§ What is being asked:
An identical copy of all records below is to be written out.

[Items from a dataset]
----
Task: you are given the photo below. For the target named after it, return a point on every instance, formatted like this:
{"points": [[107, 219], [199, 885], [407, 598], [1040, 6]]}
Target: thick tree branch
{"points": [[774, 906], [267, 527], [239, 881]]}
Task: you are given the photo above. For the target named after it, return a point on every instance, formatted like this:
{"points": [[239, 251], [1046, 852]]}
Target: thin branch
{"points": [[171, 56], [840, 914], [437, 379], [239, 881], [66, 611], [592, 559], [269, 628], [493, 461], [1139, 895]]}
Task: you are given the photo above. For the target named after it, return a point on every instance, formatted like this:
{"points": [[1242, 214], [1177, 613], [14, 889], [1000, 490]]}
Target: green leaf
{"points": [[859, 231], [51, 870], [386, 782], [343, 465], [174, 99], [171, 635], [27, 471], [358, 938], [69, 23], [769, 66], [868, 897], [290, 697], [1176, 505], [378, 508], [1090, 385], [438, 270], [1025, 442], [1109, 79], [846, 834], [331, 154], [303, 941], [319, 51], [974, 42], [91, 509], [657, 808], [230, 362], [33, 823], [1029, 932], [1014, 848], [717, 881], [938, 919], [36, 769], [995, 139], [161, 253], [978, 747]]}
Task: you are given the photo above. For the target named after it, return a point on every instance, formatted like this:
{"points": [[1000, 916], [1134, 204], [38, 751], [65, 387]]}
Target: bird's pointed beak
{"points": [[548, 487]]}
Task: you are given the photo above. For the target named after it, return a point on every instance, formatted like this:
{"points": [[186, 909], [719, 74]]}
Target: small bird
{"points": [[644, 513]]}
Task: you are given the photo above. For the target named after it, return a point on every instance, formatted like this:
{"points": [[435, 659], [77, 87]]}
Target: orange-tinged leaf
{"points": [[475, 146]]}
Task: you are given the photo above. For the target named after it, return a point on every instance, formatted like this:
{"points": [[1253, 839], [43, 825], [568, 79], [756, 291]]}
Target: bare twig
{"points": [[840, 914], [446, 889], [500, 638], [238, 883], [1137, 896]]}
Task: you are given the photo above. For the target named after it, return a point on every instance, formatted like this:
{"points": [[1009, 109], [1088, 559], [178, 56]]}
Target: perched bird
----
§ Problem solution:
Task: you are given the photo below. For the target named after it, return a point on every instance, formatted like this:
{"points": [[107, 219], [199, 885], [407, 598], [1040, 6]]}
Target: thick tree branch
{"points": [[774, 906], [267, 527], [239, 881]]}
Task: you are given the photo above. For the target named after it, return a point on every instance, formatted like this:
{"points": [[239, 251], [1046, 852]]}
Target: thin branch
{"points": [[171, 56], [840, 914], [437, 379], [239, 881], [66, 611], [592, 559], [269, 628], [493, 461], [1139, 895]]}
Task: you are given the photo above. For the target named after it, return a point on every instance, formatted like this:
{"points": [[1242, 214], [1177, 613], [14, 889], [1000, 490]]}
Target: green leaf
{"points": [[859, 231], [51, 870], [386, 782], [343, 465], [174, 99], [171, 635], [27, 471], [358, 938], [69, 23], [769, 66], [868, 897], [290, 697], [1176, 505], [378, 508], [1090, 385], [438, 270], [1025, 442], [1109, 79], [846, 834], [331, 154], [303, 941], [319, 51], [974, 42], [91, 509], [657, 808], [230, 362], [33, 823], [1029, 932], [1014, 848], [717, 881], [938, 919], [36, 769], [995, 139], [161, 253], [978, 747]]}
Task: you are given the photo above. For the target named after it, return a point on every instance, formatted like this:
{"points": [[1000, 916], [1134, 204], [38, 751], [65, 387]]}
Target: bird's pointed beak
{"points": [[548, 487]]}
Task: you are given the photo above. For the target named after it, return a point on every instance, formatted like this:
{"points": [[186, 909], [719, 74]]}
Target: small bird
{"points": [[644, 513]]}
Task: you are given the photo above. For the target named after it, return a point on every instance, formatted like this:
{"points": [[435, 659], [77, 87]]}
Target: orange-tinged leaf
{"points": [[475, 146]]}
Task: you are given the photo above. For the target named after it, return a point on every instance, formatted like this:
{"points": [[1253, 839], [43, 825], [568, 79], [756, 291]]}
Target: bare twig
{"points": [[840, 914], [446, 889], [500, 638], [238, 883], [1137, 896]]}
Task: you are given the photo above. For the target named after it, return a point on every instance, formatted like this:
{"points": [[1009, 109], [1088, 559], [178, 56]]}
Target: perched bird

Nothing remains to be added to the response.